▸ Extract to read:
Conventional two-photon microscopy (2PM) enables deep fluorescence imaging of live tissues with reduced photodamage levels1. 2PM generates non-fluorescent second-harmonic generation (SHG) and third-harmonic generation (THG) signals from endogenous tissue structures. Since SHG and THG are generated without any chemical or fluorescence labeling, these harmonic signals are also termed “label-free” signals2.

2PM has been extended to 2P light-sheet microscopy (2P-LSM)3. In 2P-LSM, kHz-fast fluorescence imaging of large fields-of-view is possible because of the configuration of the imaging setup, where the excitation objective and the detection objective are orthogonal one in respect to the other3. As harmonic signals propagate mainly along the illumination direction, this raises the question of whether the orthogonal configuration of 2P-LSM can be used to detect harmonic signals. Detecting such signals in 2P-LSM in addition to fluorescence will expand the repertoire of available imaging modalities that when combined together, could generate much more information from a single imaging experiment.

Here I will present the suitability of 2P-LSM for fast imaging of SHG nanoprobes4, which are nanocrystal point-like SHG-sources that can efficiently scatter light in multiple directions and can thus be detected using 2P-LSM. I will describe parameters that govern the detection efficiency of nanocrystals using 2P-LSM and I will discuss how to optimize SHG detection to enable fast light-sheet imaging combining SHG and 2P-excited fluorescence. I will present single particle tracking of SHG nanoprobes in-vivo in blood vessels at high temporal resolution of up to 180 frames/s in zebrafish embryos, which enables re-construction of velocity flow profiles along the vessel`s radius. This is the first demonstration of single-particle microangiography using light-sheet microscopy.

I will also present novel data of our recent efforts to utilize harmonic signals to quantitatively characterize zebrafish embryos in-vivo. I will demonstrate how these signals can be efficiently used to reconstruct the entire zebrafish heart in three dimensions at a sub-micron scale.

Altogether, our recent advances highlight harmonic imaging microscopy as a useful tool to study biological tissue structure and dynamics, and by combining harmonic imaging with fluorescence microscopy, valuable information about the sample can be furthermore obtained.

References:

1. Zipfel W.R., Williams R.M. and Webb W.W, Nat Biotech, 21, 1369-1377 (2003).

2. James D.S. and Campagnola P.J., BME Frontiers, Volume 2021 (2021).

3. Truong T.V. et al., Nat Meth, Jul 17; 8(9): 757-760 (2011).

4. Malkinson G. et al., ACS Photonics, 7, 4, 1036-1049 (2020).

▸ Task details: Return the passage on two-photon light-sheet microscopy word for word, starting at the words containing "I will also" and stopping after "4, 1036-1049 (2020).". You will not need the dataset records for this.

[Dataset records]
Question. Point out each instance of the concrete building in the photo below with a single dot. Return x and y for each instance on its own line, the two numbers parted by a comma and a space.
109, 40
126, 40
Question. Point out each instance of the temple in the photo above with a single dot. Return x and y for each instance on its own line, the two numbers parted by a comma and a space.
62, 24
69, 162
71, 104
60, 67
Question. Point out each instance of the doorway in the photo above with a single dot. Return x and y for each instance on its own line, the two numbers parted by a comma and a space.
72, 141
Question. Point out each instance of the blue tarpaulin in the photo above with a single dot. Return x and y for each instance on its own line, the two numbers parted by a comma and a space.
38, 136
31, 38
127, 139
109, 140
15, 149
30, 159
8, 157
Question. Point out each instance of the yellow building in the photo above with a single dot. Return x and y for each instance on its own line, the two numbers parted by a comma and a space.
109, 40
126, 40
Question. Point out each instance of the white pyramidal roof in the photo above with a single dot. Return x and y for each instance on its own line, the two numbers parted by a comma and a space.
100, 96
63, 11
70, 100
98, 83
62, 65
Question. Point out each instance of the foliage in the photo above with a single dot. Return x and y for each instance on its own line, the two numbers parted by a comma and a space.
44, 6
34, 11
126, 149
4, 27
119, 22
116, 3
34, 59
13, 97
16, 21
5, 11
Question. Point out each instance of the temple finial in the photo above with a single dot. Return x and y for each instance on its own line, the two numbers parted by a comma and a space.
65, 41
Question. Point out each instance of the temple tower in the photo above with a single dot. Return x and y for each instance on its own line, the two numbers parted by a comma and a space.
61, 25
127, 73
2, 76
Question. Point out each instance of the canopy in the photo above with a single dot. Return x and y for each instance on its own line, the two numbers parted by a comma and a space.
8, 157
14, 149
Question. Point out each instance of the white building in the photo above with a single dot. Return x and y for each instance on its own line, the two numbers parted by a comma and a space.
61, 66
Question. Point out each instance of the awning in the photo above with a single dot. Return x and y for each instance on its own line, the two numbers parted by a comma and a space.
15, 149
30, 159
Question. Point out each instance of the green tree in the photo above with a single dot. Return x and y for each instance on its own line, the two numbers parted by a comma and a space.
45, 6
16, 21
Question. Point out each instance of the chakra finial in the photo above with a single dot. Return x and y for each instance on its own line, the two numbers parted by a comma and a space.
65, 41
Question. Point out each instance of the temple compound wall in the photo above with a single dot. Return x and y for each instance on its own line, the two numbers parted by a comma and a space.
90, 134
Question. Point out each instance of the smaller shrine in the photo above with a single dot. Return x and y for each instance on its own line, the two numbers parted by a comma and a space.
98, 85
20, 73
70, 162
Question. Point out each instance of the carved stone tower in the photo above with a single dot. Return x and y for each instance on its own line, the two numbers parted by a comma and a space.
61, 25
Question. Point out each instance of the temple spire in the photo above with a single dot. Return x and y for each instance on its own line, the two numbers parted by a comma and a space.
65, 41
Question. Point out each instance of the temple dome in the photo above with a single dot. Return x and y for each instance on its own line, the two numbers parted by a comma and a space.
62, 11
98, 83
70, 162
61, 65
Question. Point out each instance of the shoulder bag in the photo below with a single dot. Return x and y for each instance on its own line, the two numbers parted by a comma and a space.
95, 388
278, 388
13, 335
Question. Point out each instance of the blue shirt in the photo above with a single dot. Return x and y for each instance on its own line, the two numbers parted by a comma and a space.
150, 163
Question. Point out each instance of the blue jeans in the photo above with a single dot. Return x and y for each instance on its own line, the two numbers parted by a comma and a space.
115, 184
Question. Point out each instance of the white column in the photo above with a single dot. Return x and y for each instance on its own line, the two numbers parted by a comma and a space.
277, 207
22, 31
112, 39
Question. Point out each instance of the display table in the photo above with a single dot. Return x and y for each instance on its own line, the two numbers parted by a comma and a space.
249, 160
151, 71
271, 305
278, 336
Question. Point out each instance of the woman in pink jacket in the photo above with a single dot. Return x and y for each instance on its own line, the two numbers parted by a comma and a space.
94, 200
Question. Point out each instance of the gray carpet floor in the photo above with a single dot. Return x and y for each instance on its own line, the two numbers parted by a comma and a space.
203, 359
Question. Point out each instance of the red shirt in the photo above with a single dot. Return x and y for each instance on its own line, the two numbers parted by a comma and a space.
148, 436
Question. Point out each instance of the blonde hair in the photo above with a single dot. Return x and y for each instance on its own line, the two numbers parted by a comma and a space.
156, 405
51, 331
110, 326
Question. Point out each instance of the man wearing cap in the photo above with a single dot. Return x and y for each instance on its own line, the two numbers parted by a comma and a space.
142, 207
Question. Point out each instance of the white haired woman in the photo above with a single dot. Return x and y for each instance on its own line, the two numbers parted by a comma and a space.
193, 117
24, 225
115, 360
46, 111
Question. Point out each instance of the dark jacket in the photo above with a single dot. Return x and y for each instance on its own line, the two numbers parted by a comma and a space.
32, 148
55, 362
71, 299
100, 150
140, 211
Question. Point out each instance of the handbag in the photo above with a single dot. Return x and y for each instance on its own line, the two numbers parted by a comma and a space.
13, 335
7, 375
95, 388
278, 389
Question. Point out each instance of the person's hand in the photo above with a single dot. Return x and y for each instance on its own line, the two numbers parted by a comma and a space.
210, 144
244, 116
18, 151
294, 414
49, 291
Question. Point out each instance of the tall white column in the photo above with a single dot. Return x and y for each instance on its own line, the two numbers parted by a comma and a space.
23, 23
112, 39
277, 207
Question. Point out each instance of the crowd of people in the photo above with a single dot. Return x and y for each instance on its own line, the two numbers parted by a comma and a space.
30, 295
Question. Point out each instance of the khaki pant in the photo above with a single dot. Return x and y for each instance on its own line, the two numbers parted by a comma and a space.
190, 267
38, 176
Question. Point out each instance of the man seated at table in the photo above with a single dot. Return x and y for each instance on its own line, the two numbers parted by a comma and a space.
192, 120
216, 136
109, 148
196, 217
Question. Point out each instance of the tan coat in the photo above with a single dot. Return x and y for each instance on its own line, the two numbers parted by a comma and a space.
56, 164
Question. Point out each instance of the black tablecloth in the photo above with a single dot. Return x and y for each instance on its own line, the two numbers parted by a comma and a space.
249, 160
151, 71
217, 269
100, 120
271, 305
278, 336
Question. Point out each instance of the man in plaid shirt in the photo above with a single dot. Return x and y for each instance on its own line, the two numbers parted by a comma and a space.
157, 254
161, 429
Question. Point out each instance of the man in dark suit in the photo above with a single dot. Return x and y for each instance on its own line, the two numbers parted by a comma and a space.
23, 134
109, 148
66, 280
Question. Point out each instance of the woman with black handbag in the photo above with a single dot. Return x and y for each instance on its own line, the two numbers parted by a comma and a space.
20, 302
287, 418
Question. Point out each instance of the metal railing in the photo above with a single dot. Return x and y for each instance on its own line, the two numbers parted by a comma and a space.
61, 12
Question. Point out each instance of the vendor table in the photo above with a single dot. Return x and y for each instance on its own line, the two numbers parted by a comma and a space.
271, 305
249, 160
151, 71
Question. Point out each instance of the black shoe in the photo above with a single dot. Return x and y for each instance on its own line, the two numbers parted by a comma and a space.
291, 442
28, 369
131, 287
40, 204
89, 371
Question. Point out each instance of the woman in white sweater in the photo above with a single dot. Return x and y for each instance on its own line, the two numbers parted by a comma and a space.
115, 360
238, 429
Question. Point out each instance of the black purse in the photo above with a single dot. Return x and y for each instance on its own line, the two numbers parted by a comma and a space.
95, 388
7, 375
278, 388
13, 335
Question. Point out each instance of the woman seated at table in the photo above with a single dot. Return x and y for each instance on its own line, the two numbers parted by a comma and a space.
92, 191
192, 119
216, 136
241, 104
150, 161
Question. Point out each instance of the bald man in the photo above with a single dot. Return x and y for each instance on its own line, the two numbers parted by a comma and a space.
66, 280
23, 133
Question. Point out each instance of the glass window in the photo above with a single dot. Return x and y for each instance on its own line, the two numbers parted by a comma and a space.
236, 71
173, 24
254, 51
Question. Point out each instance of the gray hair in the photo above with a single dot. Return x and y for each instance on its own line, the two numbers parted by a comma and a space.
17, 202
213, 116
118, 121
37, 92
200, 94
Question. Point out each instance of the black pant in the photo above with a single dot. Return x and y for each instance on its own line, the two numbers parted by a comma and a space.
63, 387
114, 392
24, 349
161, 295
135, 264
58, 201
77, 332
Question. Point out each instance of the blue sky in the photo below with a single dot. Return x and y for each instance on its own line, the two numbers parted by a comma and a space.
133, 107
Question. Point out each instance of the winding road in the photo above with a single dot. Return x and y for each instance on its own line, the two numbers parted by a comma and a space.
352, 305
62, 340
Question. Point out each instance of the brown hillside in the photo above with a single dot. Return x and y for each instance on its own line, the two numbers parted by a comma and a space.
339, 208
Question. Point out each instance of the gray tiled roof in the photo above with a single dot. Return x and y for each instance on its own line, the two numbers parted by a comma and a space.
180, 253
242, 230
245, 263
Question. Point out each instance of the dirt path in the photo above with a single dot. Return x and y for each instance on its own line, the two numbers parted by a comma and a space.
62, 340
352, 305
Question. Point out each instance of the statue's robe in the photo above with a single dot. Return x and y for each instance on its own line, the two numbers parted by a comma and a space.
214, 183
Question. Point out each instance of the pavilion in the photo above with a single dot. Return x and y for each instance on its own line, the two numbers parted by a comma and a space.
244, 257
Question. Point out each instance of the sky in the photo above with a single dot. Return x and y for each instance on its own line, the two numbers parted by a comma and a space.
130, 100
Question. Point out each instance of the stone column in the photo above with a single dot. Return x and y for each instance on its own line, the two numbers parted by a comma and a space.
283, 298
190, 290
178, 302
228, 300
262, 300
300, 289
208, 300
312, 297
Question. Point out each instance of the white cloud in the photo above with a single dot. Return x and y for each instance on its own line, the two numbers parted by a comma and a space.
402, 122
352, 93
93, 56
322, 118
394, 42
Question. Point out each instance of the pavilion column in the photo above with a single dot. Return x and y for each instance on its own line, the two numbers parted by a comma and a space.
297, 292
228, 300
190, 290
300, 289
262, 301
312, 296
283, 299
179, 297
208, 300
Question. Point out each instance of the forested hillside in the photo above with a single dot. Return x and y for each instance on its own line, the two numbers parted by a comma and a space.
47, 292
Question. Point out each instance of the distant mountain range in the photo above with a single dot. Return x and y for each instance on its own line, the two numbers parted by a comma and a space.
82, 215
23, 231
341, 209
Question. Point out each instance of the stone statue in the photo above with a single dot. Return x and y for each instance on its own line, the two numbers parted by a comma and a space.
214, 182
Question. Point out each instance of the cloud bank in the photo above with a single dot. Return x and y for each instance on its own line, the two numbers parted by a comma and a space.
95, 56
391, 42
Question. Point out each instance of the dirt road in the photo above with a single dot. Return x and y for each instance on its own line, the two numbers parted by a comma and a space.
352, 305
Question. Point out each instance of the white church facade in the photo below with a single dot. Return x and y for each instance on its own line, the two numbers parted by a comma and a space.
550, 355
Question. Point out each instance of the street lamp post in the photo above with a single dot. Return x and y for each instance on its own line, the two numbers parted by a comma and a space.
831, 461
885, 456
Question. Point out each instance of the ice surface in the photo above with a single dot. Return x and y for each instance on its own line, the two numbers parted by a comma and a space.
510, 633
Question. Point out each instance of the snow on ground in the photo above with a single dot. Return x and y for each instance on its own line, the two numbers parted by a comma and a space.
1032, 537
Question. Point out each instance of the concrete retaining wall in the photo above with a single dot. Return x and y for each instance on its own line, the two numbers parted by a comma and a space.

▸ Response to this exercise:
I will also present novel data of our recent efforts to utilize harmonic signals to quantitatively characterize zebrafish embryos in-vivo. I will demonstrate how these signals can be efficiently used to reconstruct the entire zebrafish heart in three dimensions at a sub-micron scale.

Altogether, our recent advances highlight harmonic imaging microscopy as a useful tool to study biological tissue structure and dynamics, and by combining harmonic imaging with fluorescence microscopy, valuable information about the sample can be furthermore obtained.

References:

1. Zipfel W.R., Williams R.M. and Webb W.W, Nat Biotech, 21, 1369-1377 (2003).

2. James D.S. and Campagnola P.J., BME Frontiers, Volume 2021 (2021).

3. Truong T.V. et al., Nat Meth, Jul 17; 8(9): 757-760 (2011).

4. Malkinson G. et al., ACS Photonics, 7, 4, 1036-1049 (2020).